Text under study =

····················

Fallout continues as state passes abortion ban
SOUTH BEND, Ind. (WNDU) - Whole Woman’s Health has provided abortion services in South Bend for the past three years and has served more than a thousand clients.
“Well, we will be open and providing care for patients up until the day that the law goes into effect, at which time then we will unfortunately have to close the clinic,” said Sharon Lau with Whole Woman’s Health Alliance.
Whole Woman’s Health has seen it all before in Texas where it was forced to close clinics after the fall of Roe v. Wade, and officials are pretty confident they’ll see it again.
“Ultimately there’s going to be, you know, about half the states where abortion will be legal and the other half where it won’t be. And so, there’s really going to be a lot of, kind of, you know, travel agencies, abortion travel agencies,” Lau explained. “But now, the problem is scaling up to be able to handle the amount of influx because basically every state that touches Illinois either is, or will be completely restricted and so, in fact, right now we have patients calling the South Bend clinic, patients from Illinois calling the South Bend clinic to try to get appointments because there are wait times in Illinois right now, so it’s really kind of a vicious cycle.”
There were 8,414 abortions in 2021 in Indiana. 94 percent involved Indiana residents. 355 abortions occurred in St. Joseph County (4.2 percent of the state’s total.) 6,237 abortions were recorded in Marion County last year, accounting for nearly three out of four abortions in the state.
After voting for a bill to ban most abortions in Indiana last Friday in the Indiana house, the debate continued when Representative Dale Devon, (R) Granger got home. “My family, I had a lot of close family members that were upset with me, the way that I voted, and, you know, because it’s taking the right away from the mother at some degree, I guess, but what about the right of the child? And that’s who I’m fighting for.”
Indiana’s ban on most abortions is set to take effect September 15, over the objections of South Bend Mayor James Mueller.
“Extreme legislation like that which passed the statehouse over the weekend is not, does not line up with Hoosier values, and is not good for our state, “ Mueller said. “It is an assault on liberty and women’s rights and something that we need to work on going forward.”

····················

Dataset excerpts =
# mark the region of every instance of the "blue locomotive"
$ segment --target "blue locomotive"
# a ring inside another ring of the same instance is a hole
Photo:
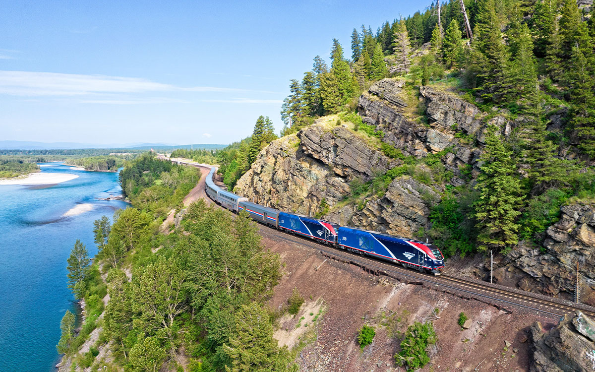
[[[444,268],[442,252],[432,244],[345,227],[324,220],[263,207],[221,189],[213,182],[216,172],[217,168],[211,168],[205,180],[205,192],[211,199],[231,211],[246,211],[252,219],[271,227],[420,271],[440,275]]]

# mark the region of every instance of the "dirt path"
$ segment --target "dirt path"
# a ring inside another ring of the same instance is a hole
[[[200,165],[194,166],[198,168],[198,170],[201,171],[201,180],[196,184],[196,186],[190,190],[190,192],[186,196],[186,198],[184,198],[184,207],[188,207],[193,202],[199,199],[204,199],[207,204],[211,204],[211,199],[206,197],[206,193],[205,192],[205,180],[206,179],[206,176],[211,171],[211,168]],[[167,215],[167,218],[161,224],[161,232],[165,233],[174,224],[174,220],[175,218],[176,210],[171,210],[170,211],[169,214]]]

····················

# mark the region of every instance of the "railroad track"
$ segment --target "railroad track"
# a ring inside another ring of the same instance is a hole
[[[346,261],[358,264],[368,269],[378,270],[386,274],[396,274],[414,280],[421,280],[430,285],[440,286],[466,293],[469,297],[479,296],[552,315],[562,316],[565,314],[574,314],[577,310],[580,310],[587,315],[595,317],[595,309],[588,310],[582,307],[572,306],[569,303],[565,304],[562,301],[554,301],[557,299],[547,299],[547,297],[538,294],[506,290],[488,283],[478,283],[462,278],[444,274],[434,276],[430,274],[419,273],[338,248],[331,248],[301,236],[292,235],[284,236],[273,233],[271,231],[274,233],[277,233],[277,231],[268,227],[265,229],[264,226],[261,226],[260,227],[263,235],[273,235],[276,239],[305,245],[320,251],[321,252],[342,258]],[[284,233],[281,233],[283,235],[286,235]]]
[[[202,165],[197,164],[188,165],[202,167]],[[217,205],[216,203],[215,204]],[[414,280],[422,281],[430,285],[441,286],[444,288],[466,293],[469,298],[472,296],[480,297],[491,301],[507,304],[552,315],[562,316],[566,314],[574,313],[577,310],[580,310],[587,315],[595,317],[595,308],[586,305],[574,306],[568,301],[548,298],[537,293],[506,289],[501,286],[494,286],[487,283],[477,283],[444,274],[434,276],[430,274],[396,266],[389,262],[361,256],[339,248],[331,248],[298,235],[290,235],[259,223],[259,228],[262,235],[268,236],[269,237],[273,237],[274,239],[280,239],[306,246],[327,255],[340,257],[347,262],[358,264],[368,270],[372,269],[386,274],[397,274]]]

····················

Answer these questions using the article on Indiana's abortion ban:
1. For how long has Whole Woman's Health provided abortion services in South Bend?
2. How many abortions took place in Indiana in 2021?
3. On what date is Indiana's ban on most abortions set to take effect?

Reply =
1. For the past three years.
2. 8,414.
3. September 15.